> **What you have to do**
Please print the entries exactly, omitting each image.

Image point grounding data
++++++
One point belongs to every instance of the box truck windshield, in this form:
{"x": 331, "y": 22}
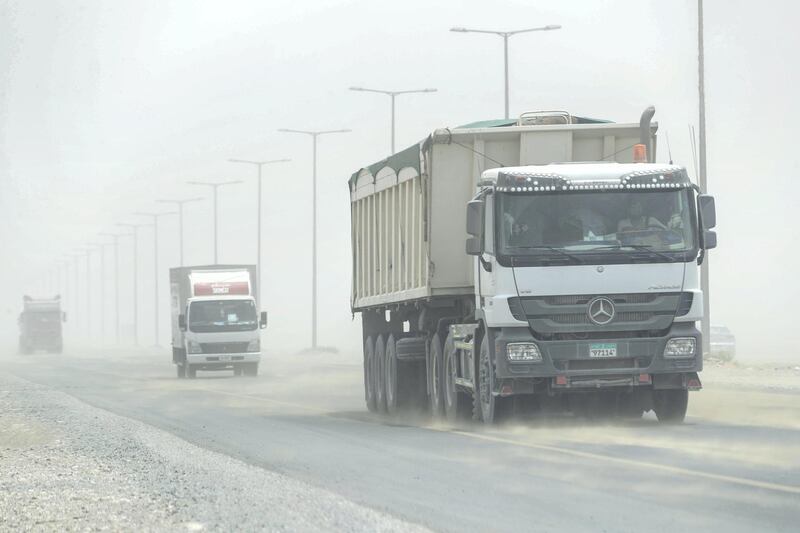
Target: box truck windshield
{"x": 659, "y": 222}
{"x": 222, "y": 315}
++++++
> **Exercise solution**
One point belongs to every instance of the box truck windshield, in this form:
{"x": 331, "y": 22}
Target: box truck windshield
{"x": 659, "y": 222}
{"x": 222, "y": 315}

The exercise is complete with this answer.